> _TASK SET_:
A – In the sermon excerpt on the forgiven debt, list the four things the King does to the man in the sentence that begins "The Bible says the King then looks."
B – Carry the sermon excerpt on the forgiven debt forward from its final sentence.

> _DOCUMENT EXTRACT_:
================================

He could never work it off. The debt was beyond what he was even able to do. It would be like to be the equivalent of you owing $2 trillion. You can’t pay it. No matter what you do, no matter what jobs you take, you could never pay it.
The guy could not pay his debt. And in that moment, the King takes the man, and the Bible says, forgives his debt. Forgives it. You’re good. You’re good. You’re free. That same man who had his debt forgiven returns to the village and realizes that there’s a guy who owes him a couple of $100. This guy owes me a couple of $100. He takes them he has them taken to the side and thrown into jail. And he goes, you need to pay back your couple of guy begs, have mercy on me. I will pay you back. And the guy has no mercy at all. The Bible says the King then looks at the man who he had just given mercy to, takes him, tortures him, and throws him in jail. What’s the story about? You know what the story is about.

================================

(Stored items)
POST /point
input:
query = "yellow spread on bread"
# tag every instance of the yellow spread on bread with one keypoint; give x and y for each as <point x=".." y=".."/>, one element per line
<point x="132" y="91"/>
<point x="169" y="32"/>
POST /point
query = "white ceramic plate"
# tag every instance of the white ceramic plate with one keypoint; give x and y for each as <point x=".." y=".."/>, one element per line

================================

> _ACTIVITY ANSWERS_:
A –
- Looks at him
- Takes him
- Tortures him
- Throws him in jail

B –
God is the king. You are the man who received mercy. And if you don’t learn to give that same mercy that you have received to other people, God is unwilling to give you any mercy on the Day of Judgment. This is a salvation matter. I’m just letting you know.
Be on a mission of mercy. Be like Jesus Christ. You could never, ever, ever, ever repay Christ for what he did for you, but you can live out your life in such a way where you extend the mercy he gave you to someone else. Let’s pray for communion. Father, we just want to say thank you for passages like this that are just reminders of what we need to do.
Father, I know sometimes I feel a little bit like James and John. I think about your name or your image being distorted by people. I think about people on I mean, I have all these private things, my thoughts right now. I think about people who talk about you but are clearly not following you, people who distort the truth in order to make their lives seem like it’s good before you. People who lie to other people about how to live.
I think about people that promote the whole prosperity thing. Part of me just wants to just tear everybody up and rip them up and then say, this is injustice to my King. But, God, I am convinced, Lord, that you would temper my intensity with a lot more love, that you would temper my anger with more just peace, more kindness, more patience. That you would temper sometimes the righteous indignation I feel with a lot more grace than I have, God. And I pray that if we err, we err on the side of grace and if we err, we err on the side of mercy.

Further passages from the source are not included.